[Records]
========================================================================

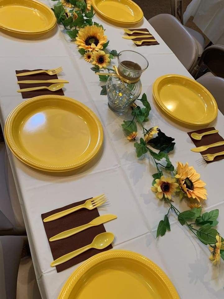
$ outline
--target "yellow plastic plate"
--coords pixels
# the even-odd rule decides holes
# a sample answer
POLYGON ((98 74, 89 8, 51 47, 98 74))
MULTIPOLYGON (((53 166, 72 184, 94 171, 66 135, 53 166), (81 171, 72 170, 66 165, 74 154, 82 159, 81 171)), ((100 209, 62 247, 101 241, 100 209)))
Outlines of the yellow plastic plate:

========================================================================

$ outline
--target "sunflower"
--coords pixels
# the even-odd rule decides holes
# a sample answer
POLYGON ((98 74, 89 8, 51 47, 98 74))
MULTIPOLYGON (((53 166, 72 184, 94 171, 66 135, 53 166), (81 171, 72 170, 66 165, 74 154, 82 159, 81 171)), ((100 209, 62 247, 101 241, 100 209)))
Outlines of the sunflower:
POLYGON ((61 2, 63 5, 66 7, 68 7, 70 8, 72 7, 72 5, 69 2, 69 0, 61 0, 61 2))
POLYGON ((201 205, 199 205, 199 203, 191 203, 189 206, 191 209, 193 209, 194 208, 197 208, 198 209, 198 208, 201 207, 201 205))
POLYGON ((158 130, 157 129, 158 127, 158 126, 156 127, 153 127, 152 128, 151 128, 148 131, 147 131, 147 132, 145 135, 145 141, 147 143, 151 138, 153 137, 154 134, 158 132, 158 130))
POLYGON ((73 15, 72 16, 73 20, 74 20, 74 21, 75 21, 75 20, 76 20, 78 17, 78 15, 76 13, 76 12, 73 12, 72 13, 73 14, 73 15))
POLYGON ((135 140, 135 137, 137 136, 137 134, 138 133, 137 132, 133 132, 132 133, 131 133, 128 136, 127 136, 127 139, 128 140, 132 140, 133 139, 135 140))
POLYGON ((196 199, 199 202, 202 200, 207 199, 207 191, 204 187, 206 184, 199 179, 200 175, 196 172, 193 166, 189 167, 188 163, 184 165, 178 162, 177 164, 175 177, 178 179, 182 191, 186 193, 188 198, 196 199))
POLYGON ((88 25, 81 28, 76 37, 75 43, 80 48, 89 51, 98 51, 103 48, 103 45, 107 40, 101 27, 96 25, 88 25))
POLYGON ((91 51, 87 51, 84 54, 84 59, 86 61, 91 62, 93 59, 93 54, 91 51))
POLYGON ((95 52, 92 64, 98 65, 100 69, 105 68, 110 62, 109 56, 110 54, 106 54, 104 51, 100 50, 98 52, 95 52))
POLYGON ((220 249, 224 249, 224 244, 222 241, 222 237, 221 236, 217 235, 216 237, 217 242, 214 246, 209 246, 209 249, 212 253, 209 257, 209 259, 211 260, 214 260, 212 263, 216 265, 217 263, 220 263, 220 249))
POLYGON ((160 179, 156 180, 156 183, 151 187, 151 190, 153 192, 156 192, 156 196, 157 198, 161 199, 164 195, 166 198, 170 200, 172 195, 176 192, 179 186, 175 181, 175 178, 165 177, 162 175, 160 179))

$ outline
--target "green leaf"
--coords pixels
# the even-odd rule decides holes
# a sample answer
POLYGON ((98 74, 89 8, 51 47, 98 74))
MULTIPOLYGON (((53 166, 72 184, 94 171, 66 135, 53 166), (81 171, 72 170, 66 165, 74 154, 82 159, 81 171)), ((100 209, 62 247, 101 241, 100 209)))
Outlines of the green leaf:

========================================================================

Please return every line in the entries above that contains the word "Outlines".

Outlines of the yellow plastic plate:
Outlines of the sunflower:
Outlines of the green leaf:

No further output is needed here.